TEXTO CITADO:

Honduras, a Uniban da América Latina
Os
paralelos entre a deposição de um presidente e o caso do vestido rosa
O
golpe de Estado em Honduras, que em junho último depôs o governo
democraticamente eleito do país, tem gerado um amplo movimento de repúdio por
parte da comunidade internacional. O governo brasileiro tem especial interesse
no assunto, não somente por se tratar de um vizinho latino-americano, mas
sobretudo por ter-se surpreendido no meio do imbróglio quando a embaixada
brasileira no país passou a servir de refúgio ao presidente deposto. Enquanto
isso, no Brasil, uma estudante foi acossada por uma turba moralista, dentro de
uma universidade, e poucos dias depois sumariamente expulsa da instituição, em
virtude de ter trajado um vestido rosa considerado excessivamente curto para os
padrões locais. Esses dois casos, que à primeira vista nada têm em comum além
do fato de dividirem as páginas dos jornais e dos sites de notícias
brasileiros nos últimos tempos, na verdade guardam intrigantes e reveladoras
similaridades entre si.
Manuel
Zelaya, o presidente democraticamente eleito de Honduras, vinha implementando
medidas com vistas a organizar uma consulta popular por meio da qual o povo
hondurenho decidiria se seria votada, em pleito simultâneo às eleições
agendadas para novembro de 2009, a convocação de uma Assembleia Constituinte no
país. Ocorre que essa consulta popular fora planejada à revelia do Legislativo
e contrariando prévia decisão do Judiciário. Em 28 de junho de 2009 Zelaya foi
preso e, ato contínuo, conduzido por militares até o aeroporto, onde foi
embarcado à força em um avião com destino a San José, na Costa Rica. Alguns
meses depois Zelaya retornou às escondidas ao país, refugiando-se na embaixada
do Brasil em Tegucigalpa, de onde pretende negociar com os golpistas sua
recondução ao poder.

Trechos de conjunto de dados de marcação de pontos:
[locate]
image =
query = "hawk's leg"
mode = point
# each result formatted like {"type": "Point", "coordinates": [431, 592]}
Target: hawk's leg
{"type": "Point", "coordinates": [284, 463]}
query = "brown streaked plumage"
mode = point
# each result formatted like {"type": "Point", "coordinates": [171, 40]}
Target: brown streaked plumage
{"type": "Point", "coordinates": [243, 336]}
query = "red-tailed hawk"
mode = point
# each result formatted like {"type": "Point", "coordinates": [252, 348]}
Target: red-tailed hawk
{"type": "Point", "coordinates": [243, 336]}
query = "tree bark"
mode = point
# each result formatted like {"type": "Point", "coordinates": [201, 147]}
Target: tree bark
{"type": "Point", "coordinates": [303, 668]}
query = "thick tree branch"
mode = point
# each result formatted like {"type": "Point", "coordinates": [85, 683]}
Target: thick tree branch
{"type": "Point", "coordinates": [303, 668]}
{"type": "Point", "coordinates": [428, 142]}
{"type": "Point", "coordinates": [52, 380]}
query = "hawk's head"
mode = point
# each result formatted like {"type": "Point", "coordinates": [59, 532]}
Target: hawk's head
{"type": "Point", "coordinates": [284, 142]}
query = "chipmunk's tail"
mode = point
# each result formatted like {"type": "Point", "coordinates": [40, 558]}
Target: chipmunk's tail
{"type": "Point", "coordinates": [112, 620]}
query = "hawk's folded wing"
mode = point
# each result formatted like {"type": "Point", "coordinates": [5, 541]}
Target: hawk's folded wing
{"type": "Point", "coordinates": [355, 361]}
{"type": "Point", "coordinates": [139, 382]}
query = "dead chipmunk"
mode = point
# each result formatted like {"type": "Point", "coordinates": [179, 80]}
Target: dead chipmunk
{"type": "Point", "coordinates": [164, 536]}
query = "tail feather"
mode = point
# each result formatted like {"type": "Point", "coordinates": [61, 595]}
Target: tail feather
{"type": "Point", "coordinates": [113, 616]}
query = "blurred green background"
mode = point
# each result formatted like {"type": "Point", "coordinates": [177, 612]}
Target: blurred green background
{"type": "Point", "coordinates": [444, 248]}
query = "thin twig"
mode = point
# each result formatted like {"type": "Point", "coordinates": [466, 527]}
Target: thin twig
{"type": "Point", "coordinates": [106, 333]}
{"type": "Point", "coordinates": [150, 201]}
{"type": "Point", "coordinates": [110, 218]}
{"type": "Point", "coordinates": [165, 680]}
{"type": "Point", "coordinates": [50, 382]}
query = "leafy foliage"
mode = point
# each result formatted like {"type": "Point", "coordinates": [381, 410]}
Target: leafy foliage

OBJETIVOS:
1 – Reproduza na íntegra o texto sobre o golpe em Honduras e o caso do vestido rosa.
2 – Extraia todas as linhas dos registros que contêm a palavra "plumage".
O texto e os registros provêm de fontes distintas.

RESULTADOS POR TAREFA:
1 –
Honduras, a Uniban da América Latina
Os
paralelos entre a deposição de um presidente e o caso do vestido rosa
O
golpe de Estado em Honduras, que em junho último depôs o governo
democraticamente eleito do país, tem gerado um amplo movimento de repúdio por
parte da comunidade internacional. O governo brasileiro tem especial interesse
no assunto, não somente por se tratar de um vizinho latino-americano, mas
sobretudo por ter-se surpreendido no meio do imbróglio quando a embaixada
brasileira no país passou a servir de refúgio ao presidente deposto. Enquanto
isso, no Brasil, uma estudante foi acossada por uma turba moralista, dentro de
uma universidade, e poucos dias depois sumariamente expulsa da instituição, em
virtude de ter trajado um vestido rosa considerado excessivamente curto para os
padrões locais. Esses dois casos, que à primeira vista nada têm em comum além
do fato de dividirem as páginas dos jornais e dos sites de notícias
brasileiros nos últimos tempos, na verdade guardam intrigantes e reveladoras
similaridades entre si.
Manuel
Zelaya, o presidente democraticamente eleito de Honduras, vinha implementando
medidas com vistas a organizar uma consulta popular por meio da qual o povo
hondurenho decidiria se seria votada, em pleito simultâneo às eleições
agendadas para novembro de 2009, a convocação de uma Assembleia Constituinte no
país. Ocorre que essa consulta popular fora planejada à revelia do Legislativo
e contrariando prévia decisão do Judiciário. Em 28 de junho de 2009 Zelaya foi
preso e, ato contínuo, conduzido por militares até o aeroporto, onde foi
embarcado à força em um avião com destino a San José, na Costa Rica. Alguns
meses depois Zelaya retornou às escondidas ao país, refugiando-se na embaixada
do Brasil em Tegucigalpa, de onde pretende negociar com os golpistas sua
recondução ao poder.

2 –
query = "brown streaked plumage"
Target: brown streaked plumage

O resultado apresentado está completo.